>> Start Entries shown

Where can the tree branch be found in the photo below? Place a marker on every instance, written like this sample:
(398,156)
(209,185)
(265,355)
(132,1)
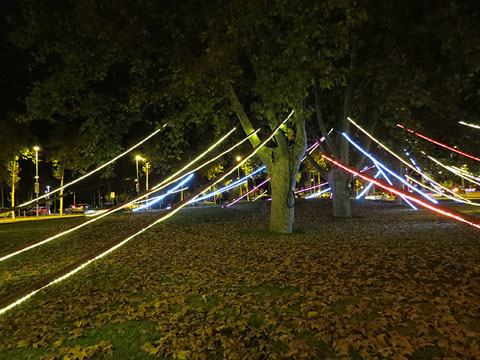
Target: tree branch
(323,129)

>> End Entries shown

Directions for this task: Convert the lines above into a numbered list, omitting any blank lines and leaving out the pictures.

Solution for this task:
1. Where can the tree branch be found in the photo below? Place a marker on every instance, written like this sample:
2. (398,156)
3. (209,185)
4. (265,355)
5. (132,1)
6. Target: tree branch
7. (323,129)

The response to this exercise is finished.